_Source_
32. Dialek
Musiques populaires du Maroc à Lyon.
CMTRA : Quelle est l’histoire de
Dialek ?
Au départ nous étions quatre musiciens,
quatre amis marocains qui jouions
ensemble pour nous amuser. On reprenait
les morceaux du groupe Nass el Ghiwan
qu’on aime beaucoup parce qu’il nous
évoque notre jeunesse et un certain climat
de rébellion qu’il y avait au Maroc à
l’époque mais aussi parce qu’il rassemblait
de multiples influences des musiques du
Maroc. À partir de là on a eu envie de faire
un groupe et d’aller un peu plus loin en
disant ce que nous avions à dire par des
compositions. Abdelah, le joueur de banjo
et chanteur du groupe, avait beaucoup de
textes en arabe dialectal et on a eu envie de
les mettre en musique.
On a tous eu des expériences musicales
très différentes. Ensuite on a intégré une
violoniste classique et un bassiste acoustique
qui vient du blues. Ce qui nous a
réuni c’est cette volonté d’enrichir notre
langage autour de la musique traditionnelle
marocaine.
On tient à cette musique populaire parce
qu’elle est beaucoup moins représentée
en France que la musique classique
moyen-orientale ou le raï. Elle est pourtant
encore très vivante au Maroc et en plus elle
véhicule des messages de paix, d’émancipation
de la femme… tout ça nous plaît et
on essaye de le perpétuer avec le plus de
finesse et de sincérité possible.

_Données_

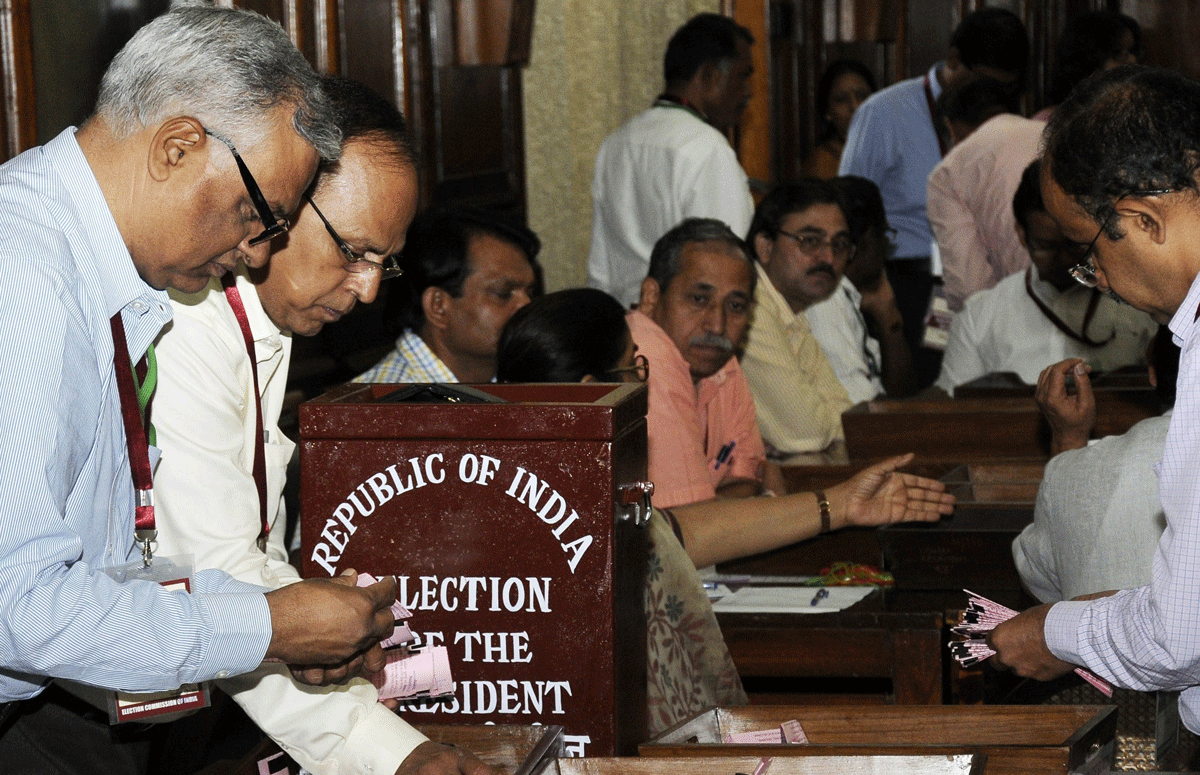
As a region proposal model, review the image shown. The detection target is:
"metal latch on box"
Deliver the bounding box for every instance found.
[617,481,654,527]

_Objectif_
Recopiez fidèlement, dans le texte sur le groupe Dialek, tout ce qui va de « On tient à cette » jusqu’à « de sincérité possible. ».

_Corrigé_
On tient à cette musique populaire parce
qu’elle est beaucoup moins représentée
en France que la musique classique
moyen-orientale ou le raï. Elle est pourtant
encore très vivante au Maroc et en plus elle
véhicule des messages de paix, d’émancipation
de la femme… tout ça nous plaît et
on essaye de le perpétuer avec le plus de
finesse et de sincérité possible.